TASK TO CARRY OUT
Nothing but the line containing "Give the innermost point of each instance of the gray" and the lines after it in the entries below should appear, each repeated exactly.

Dataset items
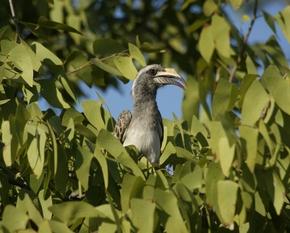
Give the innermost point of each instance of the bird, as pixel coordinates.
(143, 126)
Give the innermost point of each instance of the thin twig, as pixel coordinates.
(246, 37)
(14, 20)
(92, 61)
(12, 8)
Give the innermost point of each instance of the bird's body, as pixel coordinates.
(143, 128)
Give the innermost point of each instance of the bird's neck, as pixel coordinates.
(146, 104)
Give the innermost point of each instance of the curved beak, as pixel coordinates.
(169, 76)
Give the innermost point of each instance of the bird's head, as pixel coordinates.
(151, 77)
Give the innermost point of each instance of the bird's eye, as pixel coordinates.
(152, 72)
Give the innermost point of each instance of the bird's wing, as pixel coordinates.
(122, 125)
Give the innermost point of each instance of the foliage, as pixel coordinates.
(225, 166)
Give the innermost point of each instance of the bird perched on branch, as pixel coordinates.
(143, 127)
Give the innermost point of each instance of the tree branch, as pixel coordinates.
(14, 20)
(246, 37)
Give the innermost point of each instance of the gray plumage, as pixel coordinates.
(143, 128)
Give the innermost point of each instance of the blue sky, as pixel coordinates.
(170, 98)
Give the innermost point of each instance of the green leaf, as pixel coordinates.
(236, 3)
(54, 147)
(20, 56)
(52, 94)
(250, 136)
(226, 155)
(83, 171)
(221, 98)
(283, 20)
(67, 88)
(168, 151)
(209, 7)
(107, 141)
(251, 113)
(11, 214)
(126, 67)
(92, 111)
(7, 140)
(43, 53)
(279, 87)
(227, 197)
(103, 164)
(45, 204)
(107, 46)
(206, 43)
(279, 192)
(193, 180)
(132, 187)
(213, 175)
(28, 206)
(69, 212)
(221, 35)
(137, 54)
(167, 201)
(148, 209)
(57, 226)
(110, 68)
(44, 227)
(45, 23)
(36, 152)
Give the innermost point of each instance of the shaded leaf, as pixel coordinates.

ANSWER BOX
Give the innermost point of each instance of the gray plumage, as pixel coordinates.
(143, 128)
Give the innermost point of each instance of the blue sky, as pixel coordinates.
(170, 98)
Give the innermost point of each instance of the green leaf, as pixel coordinates.
(236, 3)
(54, 147)
(20, 56)
(52, 94)
(250, 136)
(226, 155)
(83, 171)
(221, 98)
(283, 20)
(67, 88)
(168, 151)
(209, 7)
(107, 141)
(251, 113)
(11, 214)
(126, 67)
(92, 111)
(7, 140)
(43, 53)
(279, 87)
(227, 197)
(103, 164)
(45, 204)
(107, 46)
(206, 43)
(279, 192)
(193, 180)
(132, 187)
(213, 175)
(28, 206)
(69, 212)
(221, 35)
(137, 54)
(167, 201)
(148, 209)
(57, 226)
(110, 68)
(44, 227)
(45, 23)
(36, 152)
Give the innermost point of each instance of the shaded leaf, as pixel coordinates.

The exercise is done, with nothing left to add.